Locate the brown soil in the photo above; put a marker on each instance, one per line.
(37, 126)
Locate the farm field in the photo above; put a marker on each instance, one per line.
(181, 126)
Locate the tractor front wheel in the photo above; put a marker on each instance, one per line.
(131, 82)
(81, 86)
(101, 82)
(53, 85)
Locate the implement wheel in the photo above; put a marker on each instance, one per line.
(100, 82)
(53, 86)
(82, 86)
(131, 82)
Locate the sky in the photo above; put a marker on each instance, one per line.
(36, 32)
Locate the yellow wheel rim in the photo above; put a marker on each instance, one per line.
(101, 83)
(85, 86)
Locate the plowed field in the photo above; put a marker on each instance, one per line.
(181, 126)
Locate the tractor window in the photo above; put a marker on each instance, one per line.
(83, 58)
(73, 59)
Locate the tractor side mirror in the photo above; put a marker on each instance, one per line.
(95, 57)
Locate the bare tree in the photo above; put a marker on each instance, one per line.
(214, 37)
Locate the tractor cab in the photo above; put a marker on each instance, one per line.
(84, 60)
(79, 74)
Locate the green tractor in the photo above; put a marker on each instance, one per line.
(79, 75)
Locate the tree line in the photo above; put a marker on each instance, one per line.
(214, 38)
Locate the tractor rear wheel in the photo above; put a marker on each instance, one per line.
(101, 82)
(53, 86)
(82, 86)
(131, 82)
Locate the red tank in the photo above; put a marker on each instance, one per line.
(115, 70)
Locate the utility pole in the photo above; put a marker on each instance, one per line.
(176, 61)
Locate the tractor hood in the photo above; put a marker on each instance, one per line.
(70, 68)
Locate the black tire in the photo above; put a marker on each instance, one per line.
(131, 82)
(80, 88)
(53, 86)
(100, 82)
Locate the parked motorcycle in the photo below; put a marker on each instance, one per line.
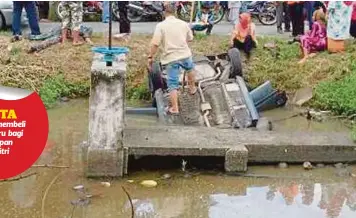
(184, 10)
(89, 8)
(141, 10)
(264, 11)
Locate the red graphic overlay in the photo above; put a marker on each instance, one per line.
(23, 134)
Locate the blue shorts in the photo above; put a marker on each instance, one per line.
(173, 71)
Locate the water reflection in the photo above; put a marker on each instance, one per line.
(289, 200)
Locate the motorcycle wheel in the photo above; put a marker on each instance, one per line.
(268, 15)
(134, 16)
(235, 60)
(220, 16)
(59, 10)
(185, 14)
(115, 11)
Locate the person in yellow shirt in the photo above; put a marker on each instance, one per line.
(244, 36)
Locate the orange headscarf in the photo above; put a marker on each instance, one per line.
(243, 27)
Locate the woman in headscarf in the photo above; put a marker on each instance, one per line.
(314, 40)
(339, 22)
(243, 36)
(297, 17)
(353, 22)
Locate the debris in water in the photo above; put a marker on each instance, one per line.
(166, 176)
(78, 187)
(149, 183)
(270, 126)
(106, 184)
(307, 165)
(184, 164)
(64, 99)
(343, 172)
(320, 165)
(339, 165)
(80, 202)
(283, 165)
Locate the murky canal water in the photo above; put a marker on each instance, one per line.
(291, 192)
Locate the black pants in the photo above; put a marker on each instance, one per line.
(43, 8)
(125, 26)
(245, 46)
(207, 27)
(297, 17)
(283, 16)
(353, 28)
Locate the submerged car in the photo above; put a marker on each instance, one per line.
(223, 98)
(6, 11)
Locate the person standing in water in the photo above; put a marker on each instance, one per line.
(234, 12)
(173, 35)
(124, 22)
(339, 21)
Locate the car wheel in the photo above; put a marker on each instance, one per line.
(60, 10)
(155, 80)
(235, 60)
(2, 21)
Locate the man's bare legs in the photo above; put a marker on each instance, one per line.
(174, 93)
(191, 82)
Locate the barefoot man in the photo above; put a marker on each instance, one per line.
(174, 34)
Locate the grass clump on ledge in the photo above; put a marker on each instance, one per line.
(64, 70)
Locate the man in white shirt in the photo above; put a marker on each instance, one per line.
(173, 35)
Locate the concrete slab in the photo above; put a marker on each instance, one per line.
(236, 159)
(105, 154)
(105, 162)
(262, 146)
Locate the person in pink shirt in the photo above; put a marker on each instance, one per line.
(353, 21)
(315, 40)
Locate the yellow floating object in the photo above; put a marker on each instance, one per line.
(149, 183)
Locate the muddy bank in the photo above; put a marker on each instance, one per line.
(64, 70)
(290, 192)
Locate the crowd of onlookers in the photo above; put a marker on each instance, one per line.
(330, 23)
(71, 21)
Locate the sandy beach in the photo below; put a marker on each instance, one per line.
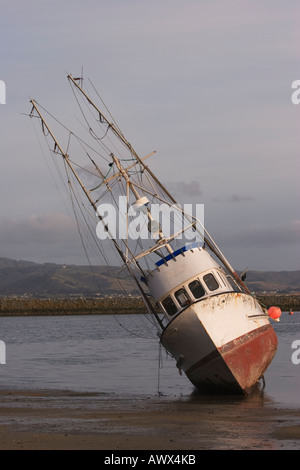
(54, 420)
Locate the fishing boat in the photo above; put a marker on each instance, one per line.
(205, 316)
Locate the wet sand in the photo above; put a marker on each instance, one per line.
(54, 420)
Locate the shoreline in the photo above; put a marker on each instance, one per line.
(16, 306)
(57, 420)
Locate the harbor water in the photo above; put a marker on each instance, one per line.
(119, 356)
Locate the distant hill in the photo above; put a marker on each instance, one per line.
(34, 279)
(25, 277)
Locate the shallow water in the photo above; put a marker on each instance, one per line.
(119, 355)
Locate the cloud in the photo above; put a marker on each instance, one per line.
(180, 188)
(236, 199)
(42, 229)
(266, 236)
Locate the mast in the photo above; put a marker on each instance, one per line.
(92, 203)
(207, 238)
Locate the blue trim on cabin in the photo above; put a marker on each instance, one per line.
(176, 253)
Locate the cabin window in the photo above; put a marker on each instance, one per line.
(196, 289)
(182, 297)
(210, 281)
(169, 306)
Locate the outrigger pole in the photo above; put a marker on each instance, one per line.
(123, 257)
(207, 238)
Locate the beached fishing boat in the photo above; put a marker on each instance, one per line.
(205, 316)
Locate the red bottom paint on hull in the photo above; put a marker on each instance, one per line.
(237, 366)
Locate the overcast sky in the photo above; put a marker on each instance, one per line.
(206, 83)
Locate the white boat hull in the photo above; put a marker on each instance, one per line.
(224, 342)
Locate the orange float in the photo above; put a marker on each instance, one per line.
(274, 313)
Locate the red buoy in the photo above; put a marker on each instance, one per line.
(274, 313)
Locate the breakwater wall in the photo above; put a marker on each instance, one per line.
(10, 306)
------------------------------------------------
Aim of the exercise:
Turn all of the material above into a JSON list of strings with one string per line, skipping blank lines. Leave the pictures out of the list.

Response to this exercise:
[
  "Locate the brown soil in the photo above; put a marker on each instance, one per line.",
  "(37, 126)",
  "Locate the farm field in the photo above; put a marker on each instance, one per line.",
  "(181, 126)",
  "Locate the tractor front wheel in the photo above; put a marker on each instance, one per line.",
  "(131, 82)",
  "(81, 86)",
  "(101, 82)",
  "(53, 85)",
  "Locate the implement wheel in the photo above; put a marker on each instance, one per line.",
  "(100, 82)",
  "(53, 86)",
  "(82, 86)",
  "(131, 82)",
  "Locate the sky in the photo above; put a marker on each instance, one per line.",
  "(36, 32)",
  "Locate the yellow wheel rim in the photo above; put a marker on each instance, one per line.",
  "(101, 83)",
  "(85, 86)",
  "Locate the plowed field in the photo above; put a marker on each instance, one per line.",
  "(181, 126)",
  "Locate the tractor window in the photo above; put a marker on each instance, one per line.",
  "(83, 58)",
  "(73, 59)",
  "Locate the tractor side mirror in the photo above; put a marker on each instance, one per line.",
  "(95, 57)",
  "Locate the bare tree in the photo above; put a marker on each instance, one per line.",
  "(214, 37)",
  "Locate the tractor cab in the photo above; put a marker on each instance, one per line.",
  "(84, 60)",
  "(79, 74)",
  "Locate the green tractor in the photo above; put a marker on each instance, one per line.",
  "(79, 75)",
  "Locate the tree line in the photo above; put a marker on each instance, one per line.",
  "(214, 38)",
  "Locate the tractor rear wheel in the photo above; put a marker on each instance, one per line.",
  "(101, 82)",
  "(53, 86)",
  "(82, 86)",
  "(131, 82)",
  "Locate the red tank in the photo above; put a marker on each instance, one per line.",
  "(115, 70)",
  "Locate the utility pole in the photo above; put a marker on each instance, one per line.",
  "(176, 61)",
  "Locate the tractor hood in the photo above; put a marker on each instance, one per line.",
  "(70, 68)",
  "Locate the black tire in the photo above; put a marker on each instance, one per line.",
  "(131, 82)",
  "(80, 88)",
  "(53, 86)",
  "(100, 82)",
  "Locate the parked motorcycle in the photo below; put a marker on each instance, one per line.",
  "(184, 10)",
  "(89, 8)",
  "(141, 10)",
  "(264, 11)",
  "Locate the red graphic overlay in the photo above; put a marker on each instance, one per line.",
  "(23, 134)",
  "Locate the blue shorts in the photo above; put a marker on each instance, one per line.",
  "(173, 71)",
  "Locate the water reflection in the photo above; put a marker on each instance, one per line.",
  "(289, 200)",
  "Locate the motorcycle wheel in the photo above; put a marker on each instance, one per line.",
  "(268, 15)",
  "(134, 16)",
  "(235, 60)",
  "(220, 16)",
  "(59, 10)",
  "(185, 14)",
  "(115, 11)",
  "Locate the person in yellow shirt in the photo above; put a marker on each instance, one per line.",
  "(244, 36)",
  "Locate the orange headscarf in the photo above; put a marker on each instance, one per line.",
  "(243, 27)",
  "Locate the woman in headscarf in the photo above; put a marker on each instance, one per line.",
  "(314, 40)",
  "(339, 22)",
  "(243, 36)",
  "(297, 17)",
  "(353, 22)",
  "Locate the debris in water in the photo above; put a marker on each instance, one per line.",
  "(166, 176)",
  "(78, 187)",
  "(149, 183)",
  "(270, 126)",
  "(106, 184)",
  "(307, 165)",
  "(184, 164)",
  "(64, 99)",
  "(343, 172)",
  "(320, 165)",
  "(339, 165)",
  "(80, 202)",
  "(283, 165)",
  "Locate the murky canal water in the photo above; put a marker on each instance, one per line.",
  "(291, 192)",
  "Locate the black pants in the photo above; put a marker on each instance, one per line.",
  "(43, 8)",
  "(125, 26)",
  "(245, 46)",
  "(207, 27)",
  "(297, 17)",
  "(283, 16)",
  "(353, 28)",
  "Locate the submerged car in the photo above; put a marker on each instance, one per line.",
  "(223, 98)",
  "(6, 11)",
  "Locate the person standing in water in the photo above; put a marker on each instance, one per line.",
  "(234, 12)",
  "(173, 35)",
  "(124, 22)",
  "(339, 21)",
  "Locate the car wheel in the photo above; put a marker on each instance, one per line.",
  "(60, 10)",
  "(155, 80)",
  "(235, 60)",
  "(2, 21)",
  "Locate the man's bare legs in the photo above; put a marker on each instance, one per line.",
  "(174, 93)",
  "(191, 82)",
  "Locate the barefoot man in the photo above; put a marker on each instance, one per line.",
  "(174, 34)",
  "Locate the grass clump on ledge in the photo above; put a marker on each instance, one per line.",
  "(64, 70)",
  "Locate the man in white shirt in the photo above; put a marker on each instance, one per line.",
  "(173, 35)",
  "Locate the concrete slab in the photo above; put a marker on each instance, one per line.",
  "(236, 159)",
  "(105, 154)",
  "(105, 162)",
  "(262, 146)",
  "Locate the person in pink shirt in the photo above; put a marker on each instance, one per line.",
  "(353, 21)",
  "(315, 40)",
  "Locate the yellow floating object in the photo above; put a marker on each instance, one per line.",
  "(149, 183)",
  "Locate the muddy bank in the photo above; put a marker on each instance, one per line.",
  "(64, 70)",
  "(290, 192)",
  "Locate the crowd of onlookers in the photo above; put a marker on each instance, one per line.",
  "(330, 23)",
  "(71, 21)",
  "Locate the sandy beach in the photo below; put a marker on each instance, one per line.",
  "(54, 420)",
  "Locate the fishing boat in the photo above; put a marker on each instance, one per line.",
  "(205, 316)",
  "Locate the wet sand in the photo above; put a marker on each instance, one per line.",
  "(54, 420)",
  "Locate the shoreline in the photo above; put a marker on each instance, one per line.",
  "(16, 306)",
  "(57, 420)",
  "Locate the harbor water in the photo above; put a marker on each instance, one per line.",
  "(119, 356)",
  "Locate the distant hill in the photo above; put a marker on each instance, one per line.",
  "(34, 279)",
  "(25, 277)",
  "Locate the shallow water in the photo above; put a marker on each instance, one per line.",
  "(119, 355)",
  "Locate the cloud in the photo above; put a marker on each instance, one per line.",
  "(180, 188)",
  "(236, 199)",
  "(42, 229)",
  "(266, 236)",
  "Locate the mast in the photo above; put a marker on each instance, one per line.",
  "(92, 203)",
  "(207, 238)",
  "Locate the blue trim on cabin in the photo above; put a marker on each instance, one per line.",
  "(176, 253)",
  "Locate the cabin window in the photo above; put a marker on each instance, one per line.",
  "(196, 289)",
  "(182, 297)",
  "(210, 281)",
  "(169, 306)",
  "Locate the outrigger pole in the photo above; put a marker on each instance, one per line.",
  "(123, 257)",
  "(207, 238)",
  "Locate the beached fishing boat in the photo above; put a marker on each instance, one per line.",
  "(205, 316)",
  "Locate the red bottom paint on hull in the photo above; put a marker on each instance, one per line.",
  "(237, 366)",
  "Locate the overcast sky in the photo above; put a marker on each instance, one per line.",
  "(206, 83)",
  "Locate the white boat hull in the photo above; put a marker on each instance, one per line.",
  "(224, 342)",
  "Locate the orange float in the photo above; put a marker on each instance, one per line.",
  "(274, 313)",
  "Locate the red buoy in the photo above; put a marker on each instance, one per line.",
  "(274, 313)",
  "Locate the breakwater wall in the photo above; put a marker on each instance, one per line.",
  "(10, 306)"
]